Problem details - All of the data must be retyped exactly, with nothing left out.

Records from a dataset:
#####

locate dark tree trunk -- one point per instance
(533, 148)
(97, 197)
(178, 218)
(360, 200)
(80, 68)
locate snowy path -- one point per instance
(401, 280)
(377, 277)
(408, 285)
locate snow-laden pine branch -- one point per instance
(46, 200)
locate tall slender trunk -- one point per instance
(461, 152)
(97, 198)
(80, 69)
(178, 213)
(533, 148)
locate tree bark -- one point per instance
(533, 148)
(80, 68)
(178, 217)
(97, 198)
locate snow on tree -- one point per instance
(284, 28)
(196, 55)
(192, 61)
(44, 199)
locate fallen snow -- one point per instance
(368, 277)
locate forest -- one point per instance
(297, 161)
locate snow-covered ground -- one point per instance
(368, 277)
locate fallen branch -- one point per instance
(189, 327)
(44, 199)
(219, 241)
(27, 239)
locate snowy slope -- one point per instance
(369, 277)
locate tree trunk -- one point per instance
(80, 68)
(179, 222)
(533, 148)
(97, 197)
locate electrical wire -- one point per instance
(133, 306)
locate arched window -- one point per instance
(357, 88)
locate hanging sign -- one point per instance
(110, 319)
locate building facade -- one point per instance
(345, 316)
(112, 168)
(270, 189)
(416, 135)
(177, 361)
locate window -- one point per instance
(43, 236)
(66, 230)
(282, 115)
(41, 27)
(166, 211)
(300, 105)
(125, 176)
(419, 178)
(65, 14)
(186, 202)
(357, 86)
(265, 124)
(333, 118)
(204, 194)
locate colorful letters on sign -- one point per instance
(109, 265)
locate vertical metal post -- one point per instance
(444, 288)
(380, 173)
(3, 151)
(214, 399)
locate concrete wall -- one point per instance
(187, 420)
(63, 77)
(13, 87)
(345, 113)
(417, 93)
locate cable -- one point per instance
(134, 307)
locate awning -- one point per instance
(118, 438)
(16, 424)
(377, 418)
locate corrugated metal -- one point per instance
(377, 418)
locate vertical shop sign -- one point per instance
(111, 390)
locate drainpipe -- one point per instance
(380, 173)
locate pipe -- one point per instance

#####

Final answer -
locate dark tree trunk -- one point per instance
(533, 148)
(97, 197)
(178, 218)
(360, 200)
(80, 68)
locate snowy path -- one point per instance
(401, 280)
(377, 277)
(408, 285)
locate snow-laden pine branch -- one point per instance
(46, 200)
locate tall slender trunk -- one point per instance
(461, 152)
(97, 198)
(80, 69)
(178, 213)
(533, 148)
locate tree bark -- one point per instance
(533, 148)
(80, 68)
(178, 217)
(97, 198)
locate snow on tree -- one point per instance
(284, 28)
(196, 55)
(192, 61)
(44, 199)
locate fallen snow -- one point per instance
(368, 277)
locate forest -- one point per instance
(297, 161)
locate snow-covered ground -- one point per instance
(368, 277)
locate fallen branch -- one point per instance
(189, 327)
(44, 199)
(219, 241)
(27, 239)
locate snowy slope -- one point per instance
(369, 277)
locate tree trunk -- one point per instance
(80, 68)
(179, 222)
(533, 148)
(97, 197)
locate electrical wire -- one point per instance
(133, 306)
locate arched window -- one point per instance
(357, 88)
locate hanging sign -- one point per instance
(110, 319)
locate building facade -- one point per instance
(345, 316)
(112, 168)
(270, 189)
(416, 135)
(177, 361)
locate window -- one point per instance
(43, 236)
(66, 230)
(282, 115)
(41, 27)
(166, 211)
(300, 105)
(125, 176)
(419, 178)
(65, 14)
(186, 202)
(357, 86)
(265, 124)
(333, 118)
(204, 194)
locate colorful letters on sign -- one point per instance
(109, 265)
locate vertical metal post -- one point per instance
(444, 288)
(380, 173)
(3, 151)
(214, 399)
locate concrete wall -- one point per instance
(187, 420)
(63, 77)
(13, 87)
(345, 113)
(417, 93)
locate cable -- one point per instance
(134, 307)
locate awning -- one point per instance
(118, 438)
(16, 424)
(377, 418)
locate corrugated metal -- one point per instance
(377, 418)
locate vertical shop sign -- one point per instance
(111, 390)
locate drainpipe -- one point per instance
(380, 173)
locate pipe -- one point per instance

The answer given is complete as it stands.